*** TEXTAUSZUG ***

Sachenbacher watscht ihren Trainer ab: Wer ist Behle?
Erst Gold, dann Groll: Wie Evi Sachenbacher nach ihrem Triumph den Langlauf-Bundestrainerabwatscht. „Ich nehme seine Kritik nicht wahr.“
WHISTLER Die Gattin, drängte. Eineinhalb Stunden nach dem Rennen stand Johannes Stehle noch mit der AZ beim Gespräch zusammen, als die Gattin Druck machte. „Schatzi, kimm“, rief sie ihrem Ehemann zu, „i muass geh'.“ Johannes Stehle sprach seinen Satz zu Ende, dann stürmte er zu seiner Frau, umarmte sie, busselte sie ab, und dann trug er sie vor sich her aus dem Zielraum des Langlaufstadions von Whistler.
Alles wirkte wie eitel Sonnenschein nach dem Triumph von Evi Sachenbacher-Stehle mit Claudia Nystad im Teamsprint. „A great race on a nice day“, schmunzelte Sachenbacher bei der Pressekonferenz. Auch am Abend bei der Siegerehrung und später im Deutschen Haus kicherten Sachenbacher und Nystad um die Wette. Mei, war des schee.
Nur beim Thema Jochen Behle war es nicht mehr ganz so harmonisch. Erst Gold, dann Groll.
Denn nach den schlechten Ergebnissen in den ersten Langlaufbewerben hatte Behle auf seine Frauen mächtig eingeprügelt. Verbal zumindest. Das macht er grundsätzlich bei jeder Großveranstaltung, so auch in den vergangenen Jahren während den Weltmeisterschaften in Liberec und Sapporo. Und auch diesmal polterte er am Samstag, zwei Tage vor dem Gold-Triumph, dass die Frauen zu wenig trainiert hätten, 200 Trainingsstunden würden fehlen: „Wenn die Grundlage nicht da ist, kann nicht mehr rauskommen. Wir können nur an die Weltspitze zurückkommen, wenn die Athletinnen auch mitziehen."
Sind die Frauen zu bequem, zu träge, zu trainingsfaul?
Kritik, die für Sachenbacher in den letzten acht Jahren unter Behle inzwischen bereits Routine geworden ist. „Ich lese das gar nimmer“, sagte sie, „ich nehme seine Kritik gar nicht mehr wahr.“ Das saß. Und es wurde noch besser, am Abend legte Sachenbacher nach: „Damit haben wir uns gar nicht beschäftigt, wir sind das ja schon gewohnt, dass bei jedem Höhepunkt was kommt vom Jochen.“ Dann nahm sie ihre Hände, deutete auf ihre Ohren links und rechts und sagte: „Das geht da rein und da wieder raus.“ Gelassener kann man seinen Trainer nicht auflaufen lassen, in dem man ihn gar nicht mehr ernst nimmt und bei seinen Rundumschlägen einfach auf Durchzug stellt. Diesmal hieß es also nicht „Wo ist Behle?“ (dieser verzweifelte Ruf des ZDF-Reporters Bruno Moravetz machte den damaligen Langläufer ja berühmt), sondern: Wer ist Behle?

*** VORLIEGENDE DATEN ***

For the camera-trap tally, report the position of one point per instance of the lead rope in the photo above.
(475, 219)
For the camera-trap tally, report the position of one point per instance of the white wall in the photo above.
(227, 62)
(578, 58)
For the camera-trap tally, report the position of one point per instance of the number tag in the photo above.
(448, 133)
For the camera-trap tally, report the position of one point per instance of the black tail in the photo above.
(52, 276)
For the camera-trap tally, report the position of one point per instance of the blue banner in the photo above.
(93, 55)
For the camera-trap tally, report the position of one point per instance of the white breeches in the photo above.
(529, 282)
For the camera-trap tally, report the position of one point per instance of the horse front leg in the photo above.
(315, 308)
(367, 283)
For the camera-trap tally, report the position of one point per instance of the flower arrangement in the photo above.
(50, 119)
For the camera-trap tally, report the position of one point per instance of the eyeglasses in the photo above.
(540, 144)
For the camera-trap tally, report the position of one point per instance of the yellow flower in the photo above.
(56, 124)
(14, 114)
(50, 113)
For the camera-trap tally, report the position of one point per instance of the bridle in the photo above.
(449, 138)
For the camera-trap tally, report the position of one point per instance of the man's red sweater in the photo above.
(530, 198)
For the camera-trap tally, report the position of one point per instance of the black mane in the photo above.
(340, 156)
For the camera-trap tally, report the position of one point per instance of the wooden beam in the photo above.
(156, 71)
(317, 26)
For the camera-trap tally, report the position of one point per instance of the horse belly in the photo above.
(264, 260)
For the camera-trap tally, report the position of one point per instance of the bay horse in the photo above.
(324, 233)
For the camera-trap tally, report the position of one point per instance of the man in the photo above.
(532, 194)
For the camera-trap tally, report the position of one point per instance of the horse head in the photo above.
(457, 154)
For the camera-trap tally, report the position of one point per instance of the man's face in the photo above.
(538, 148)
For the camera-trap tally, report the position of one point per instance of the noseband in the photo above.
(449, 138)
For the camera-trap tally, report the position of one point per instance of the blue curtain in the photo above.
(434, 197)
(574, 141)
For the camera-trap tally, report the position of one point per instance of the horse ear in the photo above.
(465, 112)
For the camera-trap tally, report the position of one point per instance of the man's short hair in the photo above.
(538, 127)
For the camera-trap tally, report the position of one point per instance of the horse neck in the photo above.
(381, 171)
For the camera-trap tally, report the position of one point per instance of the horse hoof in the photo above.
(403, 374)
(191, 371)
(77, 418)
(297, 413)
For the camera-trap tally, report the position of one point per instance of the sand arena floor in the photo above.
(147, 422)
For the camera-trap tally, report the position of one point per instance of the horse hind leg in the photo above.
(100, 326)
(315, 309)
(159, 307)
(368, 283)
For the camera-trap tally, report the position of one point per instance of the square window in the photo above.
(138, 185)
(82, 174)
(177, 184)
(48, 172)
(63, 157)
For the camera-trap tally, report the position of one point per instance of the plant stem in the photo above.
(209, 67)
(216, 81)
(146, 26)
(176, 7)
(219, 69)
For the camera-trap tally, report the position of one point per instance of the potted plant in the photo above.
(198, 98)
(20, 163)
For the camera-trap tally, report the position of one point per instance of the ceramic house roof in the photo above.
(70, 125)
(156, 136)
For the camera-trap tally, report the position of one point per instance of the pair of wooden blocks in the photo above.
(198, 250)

***

> [AUFGABEN]
- A) Beantworte diese Fragen zum Textauszug:
(i) Mit wem gewann Evi Sachenbacher-Stehle den Teamsprint?
(ii) Wie viele Trainingsstunden fehlten den Frauen nach Behles Worten?
(iii) Seit wie vielen Jahren trainiert Sachenbacher unter Behle?
- B) Schreib aus dem Textauszug die Stelle von „Erst Gold, dann Groll: Wie“ bis „Langlaufstadions von Whistler.“ wortgetreu ab.

> [LÖSUNGEN]
- A)
(i) Mit Claudia Nystad.
(ii) 200 Trainingsstunden.
(iii) Seit acht Jahren.

- B)
Erst Gold, dann Groll: Wie Evi Sachenbacher nach ihrem Triumph den Langlauf-Bundestrainerabwatscht. „Ich nehme seine Kritik nicht wahr.“
WHISTLER Die Gattin, drängte. Eineinhalb Stunden nach dem Rennen stand Johannes Stehle noch mit der AZ beim Gespräch zusammen, als die Gattin Druck machte. „Schatzi, kimm“, rief sie ihrem Ehemann zu, „i muass geh'.“ Johannes Stehle sprach seinen Satz zu Ende, dann stürmte er zu seiner Frau, umarmte sie, busselte sie ab, und dann trug er sie vor sich her aus dem Zielraum des Langlaufstadions von Whistler.